*READING TEXT*

-=-=-=-=-

Cytoscape Shiny Express app with full redraw

This is a Shiny Express App that displays an ipycytoscape Graph, with number of nodes driven by a reactive input.

This partially works:

  • It displays the initial cytoscape graph for up to c. 20 nodes
  • It responds to events like mouseover on nodes

However it has major bugs:

  • With more nodes, e.g. 30 it fails, with an error 

    Cannot read properties of undefined (reading 'on_some_change')

  • Even with only a few nodes, updating the input frequently fails with an error 

    Cannot read properties of undefined (reading 'on_some_change')
  • These errors appear to be more common with --log-level=debug.

It can be run with 

shiny run --reload --log-level debug src/navigator/cyto_express_full.py

import os

import shiny.express
import shinywidgets as sw

import networkx as nx
from ipycytoscape import CytoscapeWidget

from navigator.utils import log_clicks, log_mouseovers, trace

INITIAL_NUM_NODES = int(os.environ.get("NAVIGATOR_INITIAL_NUM_NODES", 5))

# For Shiny Express the UI elements are inferred from inline ui and render expressions.
# These cannot be made into assignment statements
shiny.express.ui.h2("Cytoscape Graph (Express API)")
shiny.express.ui.input_numeric("num_nodes", "Number of nodes:", INITIAL_NUM_NODES, min=1)

@sw.render_widget
@trace
def graph():
    num_nodes = shiny.express.input.num_nodes()
    widget = CytoscapeWidget()
    widget.on("node", "mouseover", log_mouseovers)

-=-=-=-=-

*AIM 1*
According to the Cytoscape Shiny app text, roughly how many nodes can the initial graph display before it fails?
*AIM 2*
Continue the Cytoscape Shiny app text from its final line.

-=-=-=-=-

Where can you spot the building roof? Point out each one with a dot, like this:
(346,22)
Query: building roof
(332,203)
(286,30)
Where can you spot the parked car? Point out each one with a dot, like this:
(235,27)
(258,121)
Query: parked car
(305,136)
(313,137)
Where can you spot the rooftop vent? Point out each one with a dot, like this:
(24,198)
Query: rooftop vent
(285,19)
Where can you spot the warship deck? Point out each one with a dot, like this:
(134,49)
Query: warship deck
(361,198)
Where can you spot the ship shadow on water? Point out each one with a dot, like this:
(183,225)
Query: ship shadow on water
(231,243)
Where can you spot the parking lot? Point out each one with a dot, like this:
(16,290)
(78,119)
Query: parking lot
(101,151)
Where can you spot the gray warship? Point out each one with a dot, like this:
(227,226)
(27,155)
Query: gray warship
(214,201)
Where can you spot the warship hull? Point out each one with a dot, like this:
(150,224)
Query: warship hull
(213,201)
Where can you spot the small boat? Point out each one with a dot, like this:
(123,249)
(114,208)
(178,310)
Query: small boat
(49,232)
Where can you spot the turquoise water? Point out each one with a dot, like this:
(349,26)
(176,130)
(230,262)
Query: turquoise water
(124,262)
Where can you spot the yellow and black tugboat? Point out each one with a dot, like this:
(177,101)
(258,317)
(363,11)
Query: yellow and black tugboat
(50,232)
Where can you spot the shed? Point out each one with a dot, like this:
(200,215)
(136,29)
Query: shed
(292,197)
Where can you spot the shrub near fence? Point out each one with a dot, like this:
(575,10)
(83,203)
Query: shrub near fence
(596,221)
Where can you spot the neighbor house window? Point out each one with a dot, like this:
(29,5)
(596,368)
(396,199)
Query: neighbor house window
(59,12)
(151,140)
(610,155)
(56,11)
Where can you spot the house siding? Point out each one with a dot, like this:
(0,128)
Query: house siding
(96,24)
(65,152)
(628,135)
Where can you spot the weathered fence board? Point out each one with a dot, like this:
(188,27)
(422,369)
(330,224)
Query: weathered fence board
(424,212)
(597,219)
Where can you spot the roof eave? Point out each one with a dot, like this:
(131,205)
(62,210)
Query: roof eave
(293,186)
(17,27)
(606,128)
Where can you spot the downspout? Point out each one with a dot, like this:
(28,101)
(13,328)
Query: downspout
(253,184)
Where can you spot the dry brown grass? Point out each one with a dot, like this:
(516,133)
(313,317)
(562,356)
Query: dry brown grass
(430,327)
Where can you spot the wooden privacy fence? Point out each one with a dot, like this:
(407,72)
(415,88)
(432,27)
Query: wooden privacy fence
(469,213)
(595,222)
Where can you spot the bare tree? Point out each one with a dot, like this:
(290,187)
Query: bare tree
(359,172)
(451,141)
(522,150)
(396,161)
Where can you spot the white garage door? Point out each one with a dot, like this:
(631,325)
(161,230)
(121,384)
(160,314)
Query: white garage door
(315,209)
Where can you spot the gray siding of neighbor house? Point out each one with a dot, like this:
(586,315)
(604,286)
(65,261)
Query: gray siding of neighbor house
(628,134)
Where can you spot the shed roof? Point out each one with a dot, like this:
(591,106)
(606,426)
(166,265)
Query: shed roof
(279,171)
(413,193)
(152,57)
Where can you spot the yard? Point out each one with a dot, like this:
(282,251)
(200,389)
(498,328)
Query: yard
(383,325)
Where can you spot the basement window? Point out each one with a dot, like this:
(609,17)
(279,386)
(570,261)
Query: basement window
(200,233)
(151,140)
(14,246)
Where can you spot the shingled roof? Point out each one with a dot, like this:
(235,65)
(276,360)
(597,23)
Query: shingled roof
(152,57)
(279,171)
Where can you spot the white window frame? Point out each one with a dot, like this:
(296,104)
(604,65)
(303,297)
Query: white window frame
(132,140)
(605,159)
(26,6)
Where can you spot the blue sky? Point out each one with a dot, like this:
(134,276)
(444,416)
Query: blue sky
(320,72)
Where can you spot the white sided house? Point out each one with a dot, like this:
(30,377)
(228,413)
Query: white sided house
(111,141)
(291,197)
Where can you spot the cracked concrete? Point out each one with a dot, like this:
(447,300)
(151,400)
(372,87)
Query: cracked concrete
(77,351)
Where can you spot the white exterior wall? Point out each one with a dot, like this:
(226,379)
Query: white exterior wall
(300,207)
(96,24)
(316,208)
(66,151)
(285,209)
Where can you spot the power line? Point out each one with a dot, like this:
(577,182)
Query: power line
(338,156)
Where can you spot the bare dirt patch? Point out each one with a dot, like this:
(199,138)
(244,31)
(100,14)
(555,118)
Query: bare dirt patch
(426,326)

-=-=-=-=-

*RIGHT ANSWER 1*
Up to about 20 nodes.

*RIGHT ANSWER 2*
    widget.on("node", "click", log_clicks)
    widget.graph.add_graph_from_networkx(nx.complete_graph(num_nodes))
    return widget

Cytoscape Shiny Core app with full redraw

This is a Shiny Core App that displays an ipycytoscape Graph, with number of nodes driven by a reactive input.

It has similar issues to the corresponding Shiny Express app.

It can be run with 

shiny run --reload --log-level debug src/navigator/cyto_core_full.py

import os

from shiny import App, ui, Session
import shinywidgets as sw

import networkx as nx
from ipycytoscape import CytoscapeWidget

from navigator.utils import log_clicks, log_mouseovers, trace

INITIAL_NUM_NODES = int(os.environ.get("NAVIGATOR_INITIAL_NUM_NODES", 5))

# For Shiny Core the UI elements are defined explicitly in a page container
app_ui = ui.page_fluid(
    ui.h2("Cytoscape Graph (Core API)"),
    ui.input_numeric("num_nodes", "Number of nodes:", value=INITIAL_NUM_NODES, min=1),
    sw.output_widget("graph_output"),
)

def server(input, output, session: Session):
    # Note: @sw.render_widget handles the @render.display/@output automatically
    # when the function name matches the output_widget ID.
    @sw.render_widget
    @trace
    def graph_output():
        num_nodes = input.num_nodes()
        widget = CytoscapeWidget()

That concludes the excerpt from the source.